Texte du document »
......

Les éditeurs, les régies, les agences média prennent le sujet à bras le corps et cherchent des solutions. Pour certains, il faut développer le native advertising (publicité insérée directement et de façon naturelle dans un contenu) et le brand content, à l’instar des déclarations de Marie-Laure Sauty de Chalon, PDG d’aufeminin.com lors des Rencontres de l’Udecam du 3 Septembre 2015. Par exemple, 90% des revenus des sites tels Minutebuzz, Topito et Buzzfeed sont issus des contenus sponsorisés par des marques. Mais d’aucuns font remarquer l’importance du respect du contrat de lecture et de la relation de confiance existant entre l’éditeur et son lecteur. Pour d’autres, le salut passerait par des formats publicitaires plus qualitatifs, en particulier sur le mobile, comme le remarquait Pierre Chappaz, PDG et co-fondateur de Teads. La régie mobile Mopub (rachetée par Twitter en 2013) propose de récompenser les utilisateurs qui visionnent une publicité. Plusieurs éditeurs – Unity Ads, Ad Colony, Vungle ou Chartboost – testent cette solution de récompense in-app.

Enfin, des réponses plus musclées, du type action en justice, sont en réflexion au sein de l’IAB Ad Lab à New-York. Cependant, cette approche pourrait tourner court en raison de la décision rendue en avril 2015 par le Tribunal de Hambourg, suite à une plainte déposée par un groupe d’éditeurs à l’encontre d’Eyeo GmbH, l’éditeur d’AbBlock Plus, le logiciel de blocage le plus célèbre. Les magistrats ont mis en avant la liberté pour les utilisateurs de contrôler ce qui s’affiche sur leur écran d’ordinateur. Les éditeurs ont décidé de faire appel, en particulier sur un versant de l’activité de l’entreprise Eyeo : la constitution de listes blanches d’éditeurs et de régies qui proposent de la publicité « acceptable », moyennant rémunération (30% des revenus publicitaires perdus par le blocage). Ainsi, Google, Amazon et Microsoft auraient tous les quatre payé Eyeo pour que leurs publicités soient incluses dans la liste blanche d’Adblock Plus. Devant cette pratique, que certains considèrent comme du racket, des ripostes s’organisent : YouTube aurait trouvé un moyen de court-circuiter sur Chrome le blocage des publicités et oblige les internautes à visionner un format vidéo long avant d’accéder au programme désiré. S’ils souhaitent pouvoir skipper cette vidéo, ils doivent désactiver l’adblock. Cependant, ce système ne fonctionne pour l’instant que sur Chrome et des parades sont rapidement trouvées par les utilisateurs.

......

Données fournies »
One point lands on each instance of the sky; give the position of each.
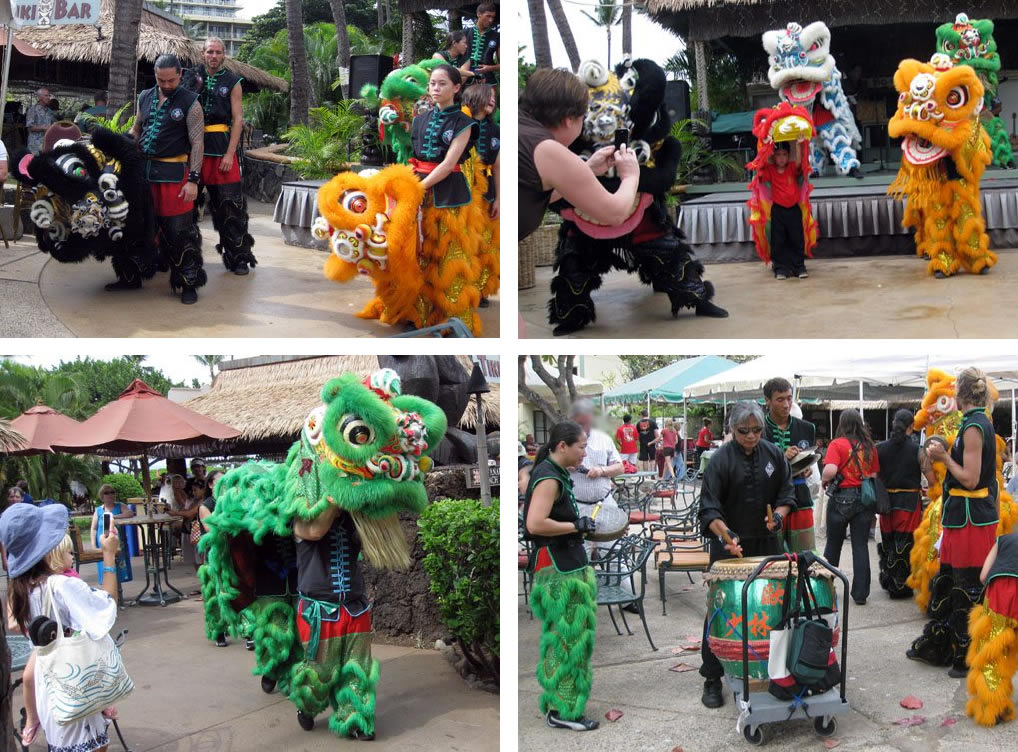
(649, 39)
(175, 367)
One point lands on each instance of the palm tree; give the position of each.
(565, 33)
(606, 14)
(539, 30)
(342, 39)
(300, 87)
(212, 361)
(123, 56)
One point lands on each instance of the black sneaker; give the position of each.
(713, 694)
(579, 725)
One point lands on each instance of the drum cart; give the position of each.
(757, 708)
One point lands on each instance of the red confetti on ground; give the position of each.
(681, 668)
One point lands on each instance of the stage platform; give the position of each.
(855, 217)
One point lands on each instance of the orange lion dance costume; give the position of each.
(781, 123)
(945, 151)
(423, 262)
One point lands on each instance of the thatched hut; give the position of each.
(874, 35)
(77, 57)
(268, 398)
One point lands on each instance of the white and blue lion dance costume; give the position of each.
(803, 71)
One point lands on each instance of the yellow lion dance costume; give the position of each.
(423, 261)
(945, 152)
(940, 416)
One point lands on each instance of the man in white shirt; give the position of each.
(592, 480)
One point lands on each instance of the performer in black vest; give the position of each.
(169, 127)
(483, 45)
(791, 436)
(969, 520)
(220, 95)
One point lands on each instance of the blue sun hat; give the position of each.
(29, 533)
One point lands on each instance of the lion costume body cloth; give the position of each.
(646, 242)
(357, 463)
(803, 71)
(971, 43)
(945, 152)
(947, 589)
(772, 125)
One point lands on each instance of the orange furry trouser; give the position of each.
(993, 657)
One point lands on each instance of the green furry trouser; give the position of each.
(339, 672)
(566, 603)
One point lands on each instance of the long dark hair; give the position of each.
(850, 426)
(899, 426)
(565, 430)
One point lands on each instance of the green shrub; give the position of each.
(126, 484)
(461, 542)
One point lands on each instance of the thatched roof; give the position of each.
(710, 19)
(92, 45)
(268, 403)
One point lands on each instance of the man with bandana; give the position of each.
(220, 94)
(483, 45)
(791, 436)
(169, 128)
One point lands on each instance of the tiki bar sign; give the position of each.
(54, 12)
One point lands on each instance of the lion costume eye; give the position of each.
(353, 200)
(355, 430)
(957, 97)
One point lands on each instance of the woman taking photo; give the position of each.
(552, 111)
(40, 548)
(451, 224)
(564, 593)
(850, 458)
(901, 473)
(110, 506)
(969, 518)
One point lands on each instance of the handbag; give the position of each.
(81, 675)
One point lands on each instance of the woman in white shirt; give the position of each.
(37, 543)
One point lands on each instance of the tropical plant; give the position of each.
(112, 123)
(697, 156)
(607, 13)
(327, 146)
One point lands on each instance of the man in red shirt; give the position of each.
(625, 435)
(788, 257)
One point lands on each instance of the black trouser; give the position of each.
(787, 242)
(711, 668)
(845, 511)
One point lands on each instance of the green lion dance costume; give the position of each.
(971, 43)
(284, 542)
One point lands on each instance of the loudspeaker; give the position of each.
(677, 100)
(368, 69)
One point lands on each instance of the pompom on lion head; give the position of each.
(370, 220)
(938, 116)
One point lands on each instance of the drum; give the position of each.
(764, 603)
(611, 523)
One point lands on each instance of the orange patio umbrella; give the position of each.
(136, 420)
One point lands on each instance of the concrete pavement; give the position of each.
(285, 296)
(190, 695)
(662, 708)
(872, 296)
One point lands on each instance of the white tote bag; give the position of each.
(82, 676)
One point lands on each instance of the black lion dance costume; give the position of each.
(90, 199)
(647, 242)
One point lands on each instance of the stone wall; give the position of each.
(263, 179)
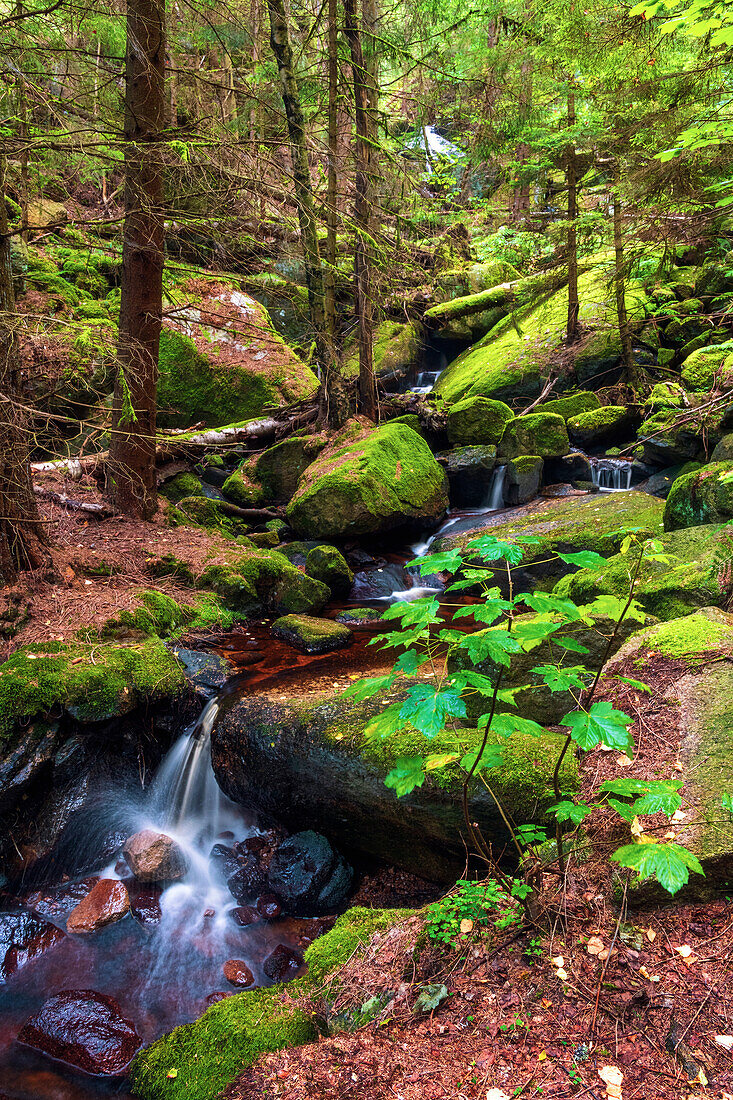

......

Consignes de l'exercice »
1. Dans le texte sur le blocage publicitaire, quels éditeurs testent la solution de récompense in-app ? Donnez-les tous.
2. Poursuivez le texte sur le blocage publicitaire à partir de sa dernière phrase.

Résultats des consignes »
1. Unity Ads, Ad Colony, Vungle et Chartboost.

2.
De même, des éditeurs adoptent une stratégie du « donnant-donnant » et demandent à l’utilisateur d’arrêter de bloquer la publicité pour débloquer leur contenu, avec parfois des éléments de pédagogie sur leur modèle économique. Ainsi, les internautes ne peuvent pas visionner les vidéos de L’Equipe et Canal+, lorsqu’un logiciel de blocage est activé. De son côté, Skyrock mise sur la proximité avec sa cible, ses utilisateurs.

fDes sociétés spécialisées dans l’anti-adblocking apparaissent, tels PageFair, Secret media, Sourcepoint ou encore Yavli, et aident les éditeurs à contrecarrer les logiciels de blocage, notamment en améliorant le temps de téléchargement des publicités, qui tendent à ralentir l’accès au contenu, principale raison de l’utilisation des adblocks. L’adoption par l’IAB du standard HTML5, au détriment de Flash, va dans le même sens.